FRAGMENTO DE PARTIDA:
Así como la viciosa masturbación del poder religioso ya prendió la hoguera en el pasado de escritores y editores que contradecían la moral y la ortodoxia religiosa, hoy la corrección política, el bien hacer, el bien queda impera sobre cualquier atisbo de libre degradación y burla que suscite el apetito de los creadores. De esos hijos de mala madre que escribieron “puta” demasiado en sus novelas como Bukowski, Miller o Bolaño, de aquellos que se atrevieron a ponerse en la piel de un pedófilo enamorado como Nabokov, o que llegaron a simpatizar con el exterminio de la igualdad como Céline o Cioran. De esas desvergonzadas dispuestas a dibujar la vida con sus pelos del coño como Despentes o Valdés, o por actualizar el mensaje de esos que se ofenden sin remedio por que uno se suene las narices en una bandera, sobre la que se cagan a diario aquellos a los que seguramente votan. La incorreción es la matriz que da vida al progreso y al genio, la destrucción creativa instigadora de la verdad más oculta.

George Bataille, al que conocí por mi amoral padre defensor de la libertad creativa y de pensamiento a los 17 años al poner en mis manos su obra El Erotismo, redactó un ensayo titulado La literatura y el mal que conocí gracias a un articulo de Mario Vargas Llosa similar a este, aunque sin la migaja conservadora que desprende el peruano al barrer siempre para su casa untada hasta los tímpanos de oro y gloría a su civismo caduco. En dicho tomo, Bataille, abordaba con singular acierto como la constante imposición de nuestro entorno a través del Superyo paternal, doblega el Ello inconsciente con la ayuda del Yo intermedio negando los impulsos básicos ocultos de nuestra mente inabarcable. En otras palabras, existe una gran bola de mierda que se hace más gorda cada día en nuestro inconsciente que las distintas capas de educación social que hemos recibido luchan por gobernar haciendo de nosotros lo que somos. Pues bien, para Bataille una de las formulas para que dicha amalgama de restos impulsivos no termine por desquiciar a su portador es la literatura. La expresión literaria (que puede extrapolarse a la musical, teatral, cinematográfica etc…) es el dorado abismo por el que caminan los humanos para sobreponerse a sus impulsos para que la vida no sea un terrible abrevadero de locos, o prehistóricos bastardos empecinados en abrirse la cabeza unos a otros.

Es por ello por lo que la literatura no debe ser un pozo de normas, correcciones y ponzoña postiza amaestrada. La literatura ha de ser salvaje, brutalista, descarada, tan inmoral o moral como desee ser. Una arriesgada apuesta que puede vomitar los más terribles infiernos para que así estos no cobren vida en la carne y sobrevivan en las infinitas pasarelas del pensamiento.

DATOS GUARDADOS:
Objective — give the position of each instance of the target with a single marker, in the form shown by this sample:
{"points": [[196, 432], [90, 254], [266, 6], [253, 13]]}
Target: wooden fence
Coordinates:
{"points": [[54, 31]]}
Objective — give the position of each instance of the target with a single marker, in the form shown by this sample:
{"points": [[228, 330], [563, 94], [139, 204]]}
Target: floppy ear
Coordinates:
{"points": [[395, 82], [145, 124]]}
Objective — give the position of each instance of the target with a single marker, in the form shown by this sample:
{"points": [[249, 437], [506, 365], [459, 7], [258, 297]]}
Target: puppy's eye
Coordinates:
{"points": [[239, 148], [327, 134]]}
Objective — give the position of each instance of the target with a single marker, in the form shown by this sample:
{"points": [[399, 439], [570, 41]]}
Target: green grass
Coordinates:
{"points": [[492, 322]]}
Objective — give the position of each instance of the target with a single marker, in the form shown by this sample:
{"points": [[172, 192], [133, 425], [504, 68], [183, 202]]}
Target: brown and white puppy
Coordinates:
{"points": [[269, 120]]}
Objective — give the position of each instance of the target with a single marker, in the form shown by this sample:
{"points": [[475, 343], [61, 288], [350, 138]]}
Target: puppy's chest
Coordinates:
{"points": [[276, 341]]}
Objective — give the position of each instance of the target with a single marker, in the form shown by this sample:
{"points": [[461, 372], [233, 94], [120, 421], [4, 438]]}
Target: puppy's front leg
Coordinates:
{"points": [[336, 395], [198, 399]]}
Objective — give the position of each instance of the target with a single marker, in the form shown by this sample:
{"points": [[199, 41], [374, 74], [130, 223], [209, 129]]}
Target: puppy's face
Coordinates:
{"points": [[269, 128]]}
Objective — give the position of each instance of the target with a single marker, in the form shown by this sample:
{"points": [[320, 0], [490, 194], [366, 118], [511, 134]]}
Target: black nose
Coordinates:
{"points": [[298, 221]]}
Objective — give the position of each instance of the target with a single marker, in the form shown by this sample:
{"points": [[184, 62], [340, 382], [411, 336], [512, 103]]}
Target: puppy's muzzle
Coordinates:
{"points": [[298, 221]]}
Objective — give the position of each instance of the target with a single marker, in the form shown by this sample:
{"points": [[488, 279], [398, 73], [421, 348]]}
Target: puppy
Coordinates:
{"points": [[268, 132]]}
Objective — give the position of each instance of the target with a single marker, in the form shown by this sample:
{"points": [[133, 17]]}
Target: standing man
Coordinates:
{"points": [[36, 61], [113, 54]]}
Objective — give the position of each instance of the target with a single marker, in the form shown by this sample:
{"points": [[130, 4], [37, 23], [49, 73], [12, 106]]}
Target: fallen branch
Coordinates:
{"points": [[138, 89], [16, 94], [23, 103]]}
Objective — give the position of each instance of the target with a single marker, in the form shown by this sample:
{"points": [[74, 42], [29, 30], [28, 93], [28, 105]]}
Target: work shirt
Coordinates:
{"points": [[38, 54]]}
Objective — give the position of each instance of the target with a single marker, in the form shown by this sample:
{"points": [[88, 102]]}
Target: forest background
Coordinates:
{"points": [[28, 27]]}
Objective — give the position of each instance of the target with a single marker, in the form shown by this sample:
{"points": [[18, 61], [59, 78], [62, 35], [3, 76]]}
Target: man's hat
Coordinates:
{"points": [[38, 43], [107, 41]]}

QUÉ HAY QUE HACER: Cita palabra por palabra la parte del fragmento sobre literatura e incorrección que empieza con "Es por ello" y sigue hasta "pasarelas del pensamiento.". Los registros no hacen falta para esto.

RESPUESTA ESPERADA:
Es por ello por lo que la literatura no debe ser un pozo de normas, correcciones y ponzoña postiza amaestrada. La literatura ha de ser salvaje, brutalista, descarada, tan inmoral o moral como desee ser. Una arriesgada apuesta que puede vomitar los más terribles infiernos para que así estos no cobren vida en la carne y sobrevivan en las infinitas pasarelas del pensamiento.